> **Consignes de travail**:
a – Dans le texte sur le renouvellement du séjour en Norvège, à quelle distance du lieu de résidence se trouve le poste de police de Gran ?
b – Rédigez la suite du texte sur le renouvellement du séjour en Norvège, à partir de sa dernière phrase.

> **Texte extrait**:
^^^^

Chapitre 22 : Ça se renouvelle !

Après avoir rassemblé tous mes papiers et vérifié que mon nouveau contrat de travail était bien signé, je devais voir avec l’immigration norvégienne quelle était la procédure à suivre. Mon précédant contrat étant déterminé à 1 an, je me demandais quel était le moyen de préciser que je resterais quelques mois de plus ici. Habitué à une immigration de masse, la Norvège possède un service bien rodé sur internet qui s’appelle UDI (Utlendingsdirektoratet, bureau de l’immigration, rien à voir avec le parti politique centriste). Dans la catégorie « Au pair » je clique sur « renouvellement » et obtiens une liste de tout ce que j’ai à faire. Super simple ou presque …

Contrat signé, c’est fait. Pièce d’identité, j’ai. Il ne reste plus qu’à remplir une fiche de renouvellement et de prendre un rendez-vous auprès du poste de police du district pour pouvoir obtenir l’autorisation de rester quelques temps encore.

Mon contrat démarrait le 1er septembre. L’année dernière également et je me souviens m’être présenté le jour-même au poste de police de Gran (à 10 km de mon lieu de résidence). En quelques minutes, c’était fait, j’avais mon papier. Le 25 août de cette année, je me connecte sur UDI afin de remplir ma fiche. J’avais fait la même démarche l’année dernière depuis la France et j’avais été étonné de la simplicité. À la fin du formulaire, grâce à mon code postal, le site doit me donner le poste de police le plus proche pour m’enregistrer, en l’occurence Gran.

^^^^

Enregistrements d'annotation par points
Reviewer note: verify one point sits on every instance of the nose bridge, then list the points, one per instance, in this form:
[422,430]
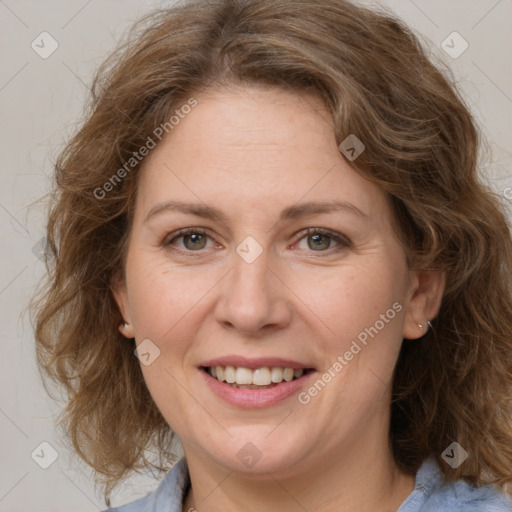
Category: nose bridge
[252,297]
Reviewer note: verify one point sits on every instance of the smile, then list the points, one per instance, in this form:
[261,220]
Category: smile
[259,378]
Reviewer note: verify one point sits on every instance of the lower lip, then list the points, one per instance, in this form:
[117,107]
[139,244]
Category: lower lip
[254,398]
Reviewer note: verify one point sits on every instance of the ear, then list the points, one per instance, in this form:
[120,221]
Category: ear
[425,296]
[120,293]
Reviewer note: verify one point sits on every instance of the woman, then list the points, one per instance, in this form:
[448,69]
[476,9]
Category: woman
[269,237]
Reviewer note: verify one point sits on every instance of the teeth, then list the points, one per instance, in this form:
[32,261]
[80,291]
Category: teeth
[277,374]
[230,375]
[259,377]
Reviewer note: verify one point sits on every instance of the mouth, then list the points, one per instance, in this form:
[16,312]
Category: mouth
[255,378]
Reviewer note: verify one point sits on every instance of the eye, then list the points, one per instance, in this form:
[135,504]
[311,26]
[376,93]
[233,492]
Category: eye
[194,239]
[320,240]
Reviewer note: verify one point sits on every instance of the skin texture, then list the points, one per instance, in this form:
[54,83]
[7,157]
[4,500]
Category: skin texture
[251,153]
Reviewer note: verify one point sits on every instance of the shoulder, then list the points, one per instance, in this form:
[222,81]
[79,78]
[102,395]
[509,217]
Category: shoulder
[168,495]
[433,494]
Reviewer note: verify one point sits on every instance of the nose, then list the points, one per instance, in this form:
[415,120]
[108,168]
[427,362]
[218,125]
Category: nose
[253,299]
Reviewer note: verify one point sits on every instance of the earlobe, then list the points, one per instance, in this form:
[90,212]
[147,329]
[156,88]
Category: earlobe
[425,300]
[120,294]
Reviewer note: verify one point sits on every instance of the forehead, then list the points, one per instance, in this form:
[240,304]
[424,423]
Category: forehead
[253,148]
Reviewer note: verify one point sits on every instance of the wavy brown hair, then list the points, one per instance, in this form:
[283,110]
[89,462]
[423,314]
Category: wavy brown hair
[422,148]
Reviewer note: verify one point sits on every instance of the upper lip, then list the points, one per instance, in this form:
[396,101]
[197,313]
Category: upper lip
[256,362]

^^^^

> **Réponses à l'exercice**:
a – À 10 km.

b –
« Votre inscription est enregistrée, veuillez prendre un rendez-vous au poste de police de Gjøvik ». Oups, il doit y avoir une erreur car Gjøvik n’est pas dans mon district. Certes, il s’agit d’une ville de mon comté qui joue le rôle de « sous-préfecture » pour éviter d’aller à Lillehammer pour les démarches importantes, mais pour ce qui est de la police, le poste le plus proche est à quelques kilomètres de chez moi, beaucoup plus accessible que Gjøvik à 70 km (avec une route peu agréable). J’abandonne l’inscription pour contacter le bureau de Gran et leur demander pourquoi il n’est pas possible de les choisir sur UDI. « Suite à un regroupement administratif le bureau d’administration est déplacé à Gjøvik » me répond-on. Un rendez-vous, m’a donc été assigné, le 18 septembre à 9h45.

Vendredi 18, pour joindre l’utile à l’agréable, ma famille m’a donné ma journée pour pouvoir aussi profiter de Gjøvik et ne pas seulement faire l’aller-retour. « Prends le train c’est quand même plus agréable, comme ça tu peux lire ». C’est vrai, bonne idée, j’ai un bouquin à finir. Dans le train, le contrôleur me signale que je devrai descendre à mi-parcours pour prendre un bus car la ligne est en travaux. Soit. À cause du transfert en bus je suis arrivé plus tard que prévu, pas très en forme, car lire dans un bus qui prend une route sinueuse, ça n’arrange rien mais je n’étais pas en retard pour autant.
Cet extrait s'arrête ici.